--- START ---

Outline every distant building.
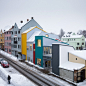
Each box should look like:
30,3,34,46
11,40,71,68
0,29,4,50
61,32,85,50
4,28,12,54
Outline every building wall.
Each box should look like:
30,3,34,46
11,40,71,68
52,44,59,75
69,53,85,65
43,37,60,46
59,45,74,66
27,42,33,62
21,33,27,59
78,66,86,78
4,31,11,54
0,32,4,49
61,36,85,50
59,68,74,81
35,36,43,67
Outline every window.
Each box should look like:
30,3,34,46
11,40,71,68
44,47,46,54
74,39,75,41
14,45,17,48
7,37,8,40
1,39,2,41
46,47,48,54
76,58,77,60
30,44,32,51
27,46,29,50
37,58,41,66
28,57,30,61
18,37,21,41
1,34,2,36
9,43,11,46
9,37,11,40
9,49,11,52
7,32,8,34
82,39,84,41
15,31,17,34
18,45,21,49
82,43,84,45
37,40,41,47
12,32,13,34
49,47,52,54
68,39,69,41
76,47,78,50
77,43,79,45
18,30,20,34
45,34,49,37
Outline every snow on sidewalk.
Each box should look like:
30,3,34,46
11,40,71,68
0,65,36,86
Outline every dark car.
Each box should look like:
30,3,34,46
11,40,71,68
1,61,9,68
0,58,4,64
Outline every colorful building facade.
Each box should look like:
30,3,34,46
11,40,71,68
11,17,43,59
35,36,65,68
61,32,85,50
4,28,12,54
0,30,4,50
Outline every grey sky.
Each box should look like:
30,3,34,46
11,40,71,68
0,0,86,34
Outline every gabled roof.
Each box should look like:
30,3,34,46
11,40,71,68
22,26,46,34
69,50,86,60
27,31,42,42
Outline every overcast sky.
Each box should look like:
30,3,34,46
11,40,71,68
0,0,86,34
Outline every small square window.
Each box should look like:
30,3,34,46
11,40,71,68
77,43,79,45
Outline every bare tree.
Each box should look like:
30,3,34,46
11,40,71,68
59,29,65,39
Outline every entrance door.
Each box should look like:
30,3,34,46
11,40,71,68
81,69,85,81
45,61,47,67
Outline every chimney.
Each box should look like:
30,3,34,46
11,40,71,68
27,19,29,22
12,26,14,28
20,21,23,23
31,17,34,19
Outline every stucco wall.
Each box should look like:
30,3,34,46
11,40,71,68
69,53,85,65
59,45,74,66
59,68,74,81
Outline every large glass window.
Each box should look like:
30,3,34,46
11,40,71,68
49,47,52,54
37,58,41,66
46,47,48,54
37,40,41,47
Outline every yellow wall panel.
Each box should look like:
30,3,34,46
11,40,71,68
21,33,27,57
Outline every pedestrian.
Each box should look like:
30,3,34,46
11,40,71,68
7,75,11,84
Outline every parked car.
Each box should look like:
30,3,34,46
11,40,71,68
1,61,9,68
0,58,4,64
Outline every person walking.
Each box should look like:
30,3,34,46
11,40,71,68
7,75,11,84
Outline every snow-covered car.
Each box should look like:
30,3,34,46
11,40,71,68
0,58,4,64
1,61,9,68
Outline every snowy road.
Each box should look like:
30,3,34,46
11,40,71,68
0,64,37,86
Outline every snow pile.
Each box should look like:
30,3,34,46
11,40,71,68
0,50,18,61
0,65,36,86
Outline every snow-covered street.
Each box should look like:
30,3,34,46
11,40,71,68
0,64,36,86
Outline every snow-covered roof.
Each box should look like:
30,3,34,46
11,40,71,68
69,50,86,60
27,31,42,42
23,26,36,33
62,35,83,38
59,61,85,71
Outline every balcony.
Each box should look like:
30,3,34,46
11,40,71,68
14,41,17,44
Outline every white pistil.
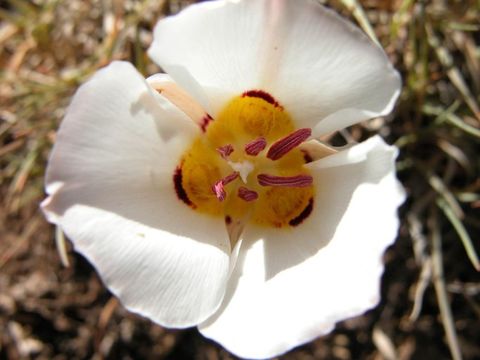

--- END ---

**Requirement**. Every line of the listing is to be retyped exactly; pictures stay out.

**Solution**.
Outline every distant building.
Each box should look like:
30,3,34,46
11,40,71,68
0,29,4,50
61,32,85,50
4,28,12,54
Outline every building wall.
Each box should look like:
30,3,34,46
11,40,71,68
52,44,59,75
69,53,85,65
43,37,60,46
59,45,74,66
27,42,33,62
21,33,27,59
78,66,86,78
4,31,11,54
0,32,4,49
61,36,85,50
59,68,74,81
35,36,43,67
Outline every window.
Each box should look like:
30,3,34,46
11,40,71,68
44,47,46,54
74,39,75,41
14,45,17,48
7,37,8,40
1,39,2,41
46,47,48,54
76,58,77,60
30,44,32,51
27,46,29,50
37,58,41,66
28,57,30,61
18,37,21,41
1,34,2,36
9,43,11,46
9,37,11,40
9,49,11,52
7,32,8,34
82,39,84,41
15,31,17,34
18,45,21,49
82,43,84,45
37,40,41,47
12,32,13,34
49,47,52,54
68,39,69,41
76,47,78,50
77,43,79,45
18,30,20,34
45,34,49,37
Outline every snow on sidewalk.
Each box should look like:
30,3,34,46
11,40,71,68
0,65,36,86
Outline every dark car.
Each box should look like:
30,3,34,46
11,40,71,68
1,61,9,68
0,58,4,64
Outline every colorful building facade.
Each box should look like:
30,3,34,46
11,40,71,68
11,17,43,59
35,36,65,68
61,32,85,50
4,28,12,54
0,30,4,50
Outline every grey sky.
Each box should look like:
30,3,34,46
11,40,71,68
0,0,86,34
Outline every gabled roof.
Each box should look like:
30,3,34,46
11,40,71,68
22,26,46,34
69,50,86,60
27,31,42,42
Outline every overcast sky.
Each box should look like:
30,3,34,46
11,40,71,68
0,0,86,34
Outline every small square window.
Each box should look like:
30,3,34,46
11,40,71,68
77,43,79,45
Outline every bare tree.
Each box should look like:
30,3,34,46
11,40,71,68
59,29,65,39
Outline every entrance door.
Each box should look like:
30,3,34,46
11,40,71,68
81,69,85,81
45,61,47,67
Outline every chimney.
Each box should look like:
30,3,34,46
11,40,71,68
27,19,29,22
12,26,14,28
20,21,23,23
31,17,34,19
Outline every stucco wall.
Each box should look like:
30,3,34,46
11,40,71,68
69,53,85,65
59,45,74,66
59,68,74,81
Outline every large glass window.
Each box should look like:
30,3,34,46
11,40,71,68
49,47,52,54
37,58,41,66
46,47,48,54
37,40,41,47
Outline every yellow wall panel.
Each box should look like:
30,3,34,46
11,40,71,68
21,33,27,57
Outline every pedestrian.
Each box should look like:
30,3,34,46
11,40,71,68
7,75,11,84
Outline every parked car.
Each box should look like:
30,3,34,46
11,40,71,68
1,61,9,68
0,58,4,64
Outline every person walking.
Each box should look like:
30,3,34,46
11,40,71,68
7,75,11,84
Outline every snow-covered car.
Each box should look like:
30,3,34,46
11,40,71,68
0,58,4,64
1,61,9,68
Outline every snowy road.
Each box should look like:
30,3,34,46
11,40,71,68
0,64,37,86
Outline every snow pile.
Each box should look like:
30,3,34,46
11,40,71,68
0,50,18,61
0,65,36,86
Outline every snow-covered street.
Each box should look like:
30,3,34,46
11,40,71,68
0,64,36,86
Outline every snow-covered roof.
Each box should look like:
30,3,34,46
11,40,71,68
69,50,86,60
27,31,42,42
23,26,36,33
62,35,83,38
59,61,85,71
Outline every balcony.
Each box should look like:
30,3,34,46
11,40,71,68
14,41,17,44
Outline every white pistil.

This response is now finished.